Entries from a dataset

^^^^

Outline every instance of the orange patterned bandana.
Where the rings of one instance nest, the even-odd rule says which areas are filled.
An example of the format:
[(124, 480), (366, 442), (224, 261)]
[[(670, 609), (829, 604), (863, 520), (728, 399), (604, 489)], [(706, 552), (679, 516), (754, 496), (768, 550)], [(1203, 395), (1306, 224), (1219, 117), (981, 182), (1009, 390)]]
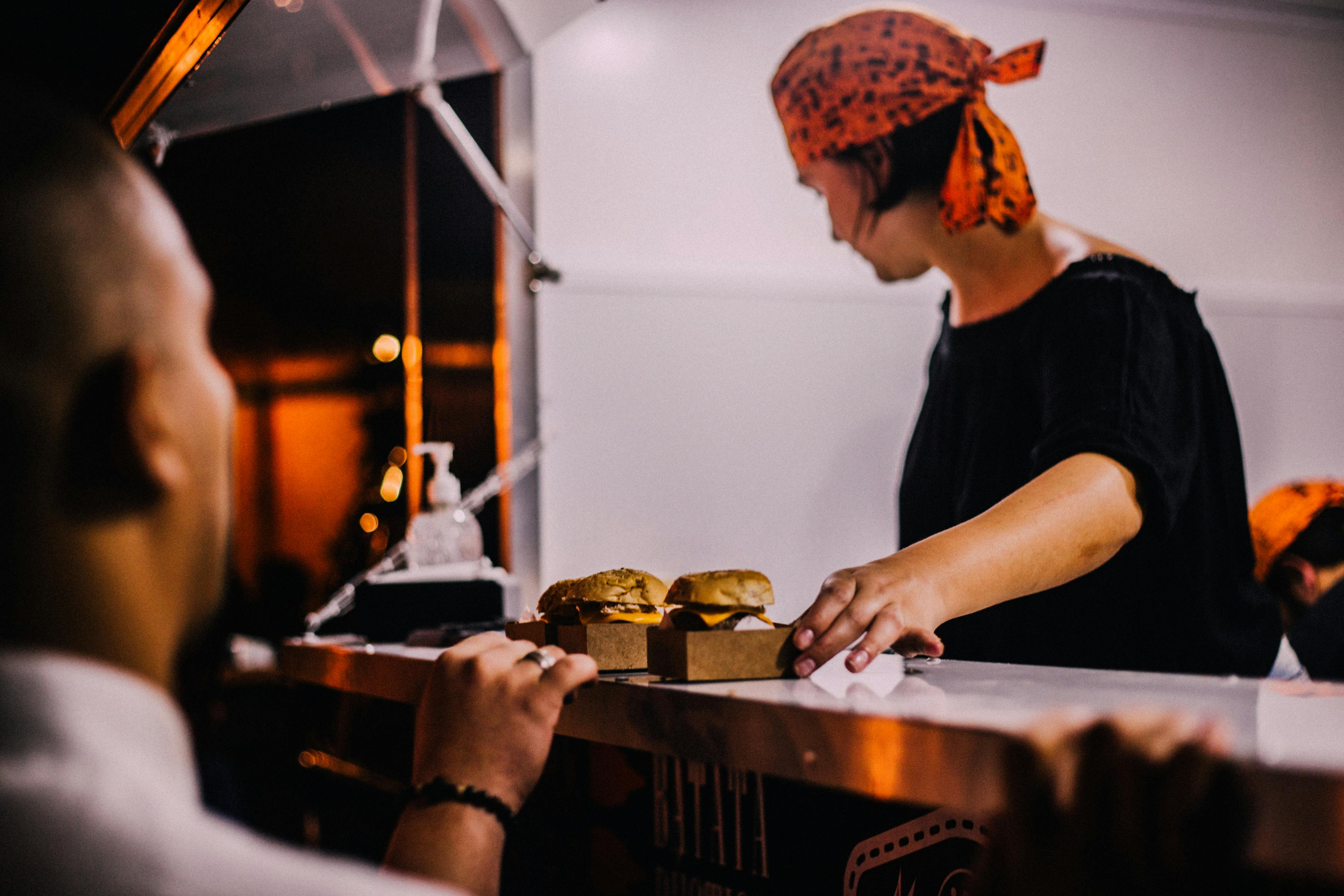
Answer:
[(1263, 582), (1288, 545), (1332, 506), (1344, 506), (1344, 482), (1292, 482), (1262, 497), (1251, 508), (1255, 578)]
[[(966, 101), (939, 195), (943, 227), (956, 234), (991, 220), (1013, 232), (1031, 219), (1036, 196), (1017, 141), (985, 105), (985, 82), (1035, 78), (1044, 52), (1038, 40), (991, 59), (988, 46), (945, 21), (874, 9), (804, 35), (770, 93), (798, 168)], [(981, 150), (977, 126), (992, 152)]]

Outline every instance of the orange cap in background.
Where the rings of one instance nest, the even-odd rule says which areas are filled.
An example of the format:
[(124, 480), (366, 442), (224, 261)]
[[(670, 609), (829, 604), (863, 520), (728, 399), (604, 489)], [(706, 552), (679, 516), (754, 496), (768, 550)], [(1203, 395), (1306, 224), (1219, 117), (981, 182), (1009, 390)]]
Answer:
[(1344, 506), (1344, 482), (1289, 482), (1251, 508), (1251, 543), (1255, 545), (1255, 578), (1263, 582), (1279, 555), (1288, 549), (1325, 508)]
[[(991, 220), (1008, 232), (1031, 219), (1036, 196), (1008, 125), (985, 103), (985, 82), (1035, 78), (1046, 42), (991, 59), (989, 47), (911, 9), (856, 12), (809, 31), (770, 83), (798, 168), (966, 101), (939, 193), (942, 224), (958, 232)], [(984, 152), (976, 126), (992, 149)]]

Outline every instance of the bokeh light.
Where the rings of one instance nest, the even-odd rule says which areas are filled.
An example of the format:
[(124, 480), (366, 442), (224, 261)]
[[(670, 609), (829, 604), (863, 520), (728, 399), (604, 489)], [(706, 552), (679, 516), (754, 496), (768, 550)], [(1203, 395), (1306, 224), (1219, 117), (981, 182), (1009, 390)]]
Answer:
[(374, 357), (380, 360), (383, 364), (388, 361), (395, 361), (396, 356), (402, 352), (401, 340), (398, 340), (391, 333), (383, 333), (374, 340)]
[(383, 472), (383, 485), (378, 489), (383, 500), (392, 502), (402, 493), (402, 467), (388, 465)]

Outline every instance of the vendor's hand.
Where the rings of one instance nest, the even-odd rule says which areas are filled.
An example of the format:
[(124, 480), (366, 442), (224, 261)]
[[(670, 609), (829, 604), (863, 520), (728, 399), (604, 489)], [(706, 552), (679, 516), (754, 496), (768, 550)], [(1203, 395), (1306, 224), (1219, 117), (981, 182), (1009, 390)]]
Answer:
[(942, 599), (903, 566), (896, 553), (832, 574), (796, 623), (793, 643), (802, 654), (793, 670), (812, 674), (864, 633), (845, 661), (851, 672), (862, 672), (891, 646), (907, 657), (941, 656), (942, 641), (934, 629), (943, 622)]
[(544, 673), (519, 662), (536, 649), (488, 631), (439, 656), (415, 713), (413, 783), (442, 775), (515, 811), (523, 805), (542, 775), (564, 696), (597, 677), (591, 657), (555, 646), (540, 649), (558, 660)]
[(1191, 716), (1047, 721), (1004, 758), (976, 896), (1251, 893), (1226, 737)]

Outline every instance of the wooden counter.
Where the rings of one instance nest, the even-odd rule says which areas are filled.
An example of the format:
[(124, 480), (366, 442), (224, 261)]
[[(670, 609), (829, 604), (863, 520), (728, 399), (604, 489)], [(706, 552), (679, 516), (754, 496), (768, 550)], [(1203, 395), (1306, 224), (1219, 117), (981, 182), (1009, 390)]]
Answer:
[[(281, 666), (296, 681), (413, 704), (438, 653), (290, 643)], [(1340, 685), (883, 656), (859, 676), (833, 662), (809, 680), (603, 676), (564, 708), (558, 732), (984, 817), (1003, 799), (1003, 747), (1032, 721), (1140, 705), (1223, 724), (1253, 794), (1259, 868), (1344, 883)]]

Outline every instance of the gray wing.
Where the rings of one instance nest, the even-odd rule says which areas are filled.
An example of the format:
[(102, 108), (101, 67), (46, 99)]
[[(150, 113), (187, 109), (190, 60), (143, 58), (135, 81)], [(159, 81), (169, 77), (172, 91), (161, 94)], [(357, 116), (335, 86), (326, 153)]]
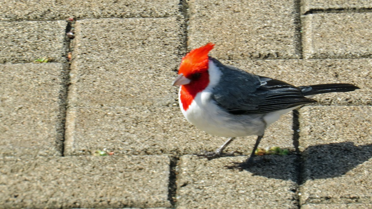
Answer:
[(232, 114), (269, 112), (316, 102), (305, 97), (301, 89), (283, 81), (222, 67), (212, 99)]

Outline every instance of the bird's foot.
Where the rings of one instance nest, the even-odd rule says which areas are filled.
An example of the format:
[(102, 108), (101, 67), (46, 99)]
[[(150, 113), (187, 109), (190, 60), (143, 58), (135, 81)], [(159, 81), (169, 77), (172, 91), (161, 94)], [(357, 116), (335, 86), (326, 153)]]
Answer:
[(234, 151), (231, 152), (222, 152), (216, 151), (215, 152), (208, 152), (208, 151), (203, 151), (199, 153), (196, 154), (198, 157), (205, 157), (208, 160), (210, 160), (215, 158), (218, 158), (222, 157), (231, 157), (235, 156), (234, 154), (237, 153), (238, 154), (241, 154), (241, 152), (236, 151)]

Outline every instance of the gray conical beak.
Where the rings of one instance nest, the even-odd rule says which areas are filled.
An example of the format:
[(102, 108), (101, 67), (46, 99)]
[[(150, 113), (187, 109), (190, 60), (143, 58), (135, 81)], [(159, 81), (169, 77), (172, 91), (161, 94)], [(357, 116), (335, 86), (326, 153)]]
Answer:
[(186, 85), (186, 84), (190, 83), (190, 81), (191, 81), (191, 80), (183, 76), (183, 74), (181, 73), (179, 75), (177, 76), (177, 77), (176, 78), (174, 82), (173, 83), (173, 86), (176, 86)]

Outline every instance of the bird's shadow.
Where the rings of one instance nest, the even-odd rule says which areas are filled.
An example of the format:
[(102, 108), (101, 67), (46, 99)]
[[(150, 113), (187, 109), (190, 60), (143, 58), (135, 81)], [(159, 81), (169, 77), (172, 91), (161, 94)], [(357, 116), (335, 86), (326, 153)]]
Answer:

^^^^

- _WRITTEN PROBLEM_
Write out all the records above again, changing "Outline every instance" to "Trace every instance" and leaving everything else unchanged. Leave the pictures out of your answer.

- _IN RESPONSE_
Trace every instance of the orange patterned bandana.
Where the rings of one instance nest, the even-odd rule says which areas are filled.
An example of the format:
[(124, 480), (366, 442), (224, 261)]
[[(670, 609), (829, 604), (863, 520), (728, 399), (604, 489)], [(706, 552), (679, 516), (754, 496), (768, 550)], [(1203, 395), (1306, 224), (1219, 117), (981, 182), (1009, 390)]]
Answer:
[(1263, 582), (1288, 545), (1332, 506), (1344, 506), (1344, 482), (1292, 482), (1262, 497), (1251, 508), (1255, 578)]
[[(966, 101), (939, 195), (943, 227), (956, 234), (991, 220), (1013, 232), (1031, 219), (1036, 196), (1017, 141), (985, 105), (985, 82), (1035, 78), (1044, 52), (1038, 40), (991, 59), (988, 46), (945, 21), (874, 9), (804, 35), (770, 93), (798, 168)], [(981, 150), (977, 126), (992, 152)]]

Trace every instance of the orange cap in background.
Where the rings of one instance nest, the even-odd rule says which areas are filled.
An example of the format:
[(124, 480), (366, 442), (224, 261)]
[[(670, 609), (829, 604), (863, 520), (728, 399), (604, 489)], [(706, 552), (679, 516), (754, 496), (768, 550)], [(1203, 395), (1306, 224), (1219, 117), (981, 182), (1009, 390)]]
Answer:
[(1344, 506), (1344, 482), (1289, 482), (1251, 508), (1251, 543), (1255, 545), (1255, 578), (1263, 582), (1279, 555), (1288, 549), (1325, 508)]
[[(991, 220), (1008, 232), (1031, 219), (1036, 196), (1008, 125), (985, 103), (985, 82), (1035, 78), (1046, 42), (991, 59), (989, 47), (911, 9), (856, 12), (809, 31), (770, 83), (798, 168), (966, 101), (939, 193), (942, 224), (958, 232)], [(984, 152), (976, 126), (992, 149)]]

Trace every instance of the bokeh light.
Where the rings of one instance nest, the even-odd rule says which areas are filled.
An example of the format:
[(124, 480), (366, 442), (224, 261)]
[[(670, 609), (829, 604), (863, 520), (728, 399), (604, 489)], [(706, 552), (679, 516), (754, 496), (768, 550)], [(1203, 395), (1306, 224), (1219, 117), (981, 182), (1009, 390)]]
Answer:
[(374, 357), (380, 360), (383, 364), (388, 361), (395, 361), (396, 356), (402, 352), (401, 340), (398, 340), (391, 333), (383, 333), (374, 340)]
[(383, 472), (383, 485), (378, 489), (383, 500), (392, 502), (402, 493), (402, 467), (388, 465)]

Trace every instance of the vendor's hand.
Where the rings of one instance nest, the even-odd rule says which areas are filled.
An example of the format:
[(124, 480), (366, 442), (224, 261)]
[[(670, 609), (829, 604), (863, 520), (728, 399), (604, 489)], [(706, 552), (679, 516), (754, 496), (768, 550)], [(1203, 395), (1306, 224), (1219, 117), (981, 182), (1009, 390)]]
Answer:
[(942, 599), (903, 566), (896, 553), (832, 574), (796, 623), (793, 643), (802, 654), (793, 670), (812, 674), (864, 633), (845, 661), (851, 672), (862, 672), (891, 646), (907, 657), (941, 656), (942, 641), (934, 629), (943, 622)]
[(544, 673), (519, 662), (536, 649), (488, 631), (439, 656), (415, 713), (413, 783), (442, 775), (515, 811), (523, 805), (542, 775), (564, 696), (597, 677), (591, 657), (555, 646), (540, 649), (558, 660)]
[(1191, 716), (1047, 721), (1004, 758), (976, 896), (1251, 893), (1226, 737)]

Trace every instance of the wooden counter.
Where the rings of one instance nest, the even-odd rule says which areas are filled.
An example of the format:
[(124, 480), (366, 442), (224, 261)]
[[(670, 609), (829, 604), (863, 520), (728, 399), (604, 489)], [(706, 552), (679, 516), (754, 496), (768, 550)], [(1203, 395), (1306, 224), (1219, 117), (981, 182), (1009, 390)]]
Answer:
[[(281, 666), (296, 681), (413, 704), (438, 653), (290, 643)], [(1340, 685), (883, 656), (859, 676), (833, 662), (809, 680), (603, 676), (564, 708), (558, 732), (984, 817), (1003, 799), (1003, 747), (1032, 721), (1140, 705), (1223, 724), (1253, 794), (1259, 868), (1344, 883)]]

Trace every instance of the gray wing.
Where the rings of one instance nest, the even-odd rule says which areas are filled.
An example of the format:
[(102, 108), (101, 67), (46, 99)]
[[(150, 113), (187, 109), (190, 60), (143, 58), (135, 81)], [(159, 81), (169, 77), (172, 91), (161, 94)], [(357, 116), (335, 86), (326, 153)]]
Answer:
[(232, 114), (269, 112), (316, 102), (305, 97), (301, 89), (283, 81), (222, 67), (212, 99)]

Trace every instance of the bird's foot.
Where the rings of one instance nest, the even-odd rule says which areas are filled.
An example of the format:
[(102, 108), (101, 67), (46, 99)]
[[(150, 113), (187, 109), (190, 60), (143, 58), (135, 81)], [(159, 81), (169, 77), (172, 91), (161, 94)], [(357, 116), (335, 86), (326, 153)]]
Answer:
[(234, 151), (231, 152), (222, 152), (216, 151), (215, 152), (208, 152), (208, 151), (203, 151), (199, 153), (196, 154), (198, 157), (205, 157), (208, 160), (210, 160), (215, 158), (218, 158), (222, 157), (231, 157), (235, 156), (234, 154), (237, 153), (238, 154), (241, 154), (241, 152), (236, 151)]

Trace every instance of the gray conical beak.
Where the rings of one instance nest, the even-odd rule says which areas are filled.
An example of the format:
[(102, 108), (101, 67), (46, 99)]
[[(150, 113), (187, 109), (190, 60), (143, 58), (135, 81)], [(159, 81), (169, 77), (172, 91), (161, 94)], [(357, 116), (335, 86), (326, 153)]]
Answer:
[(186, 85), (186, 84), (190, 83), (190, 81), (191, 81), (191, 80), (183, 76), (183, 74), (181, 73), (179, 75), (177, 76), (177, 77), (176, 78), (174, 82), (173, 83), (173, 86), (176, 86)]

Trace every instance of the bird's shadow.
Where the rings of one instance nest, the even-odd rule says which areas are filled.
An example of the format:
[(102, 108), (101, 67), (46, 99)]
[[(150, 113), (187, 109), (190, 60), (143, 58), (135, 81)], [(159, 81), (169, 77), (172, 91), (161, 94)], [(357, 116), (335, 86), (326, 153)]]
Answer:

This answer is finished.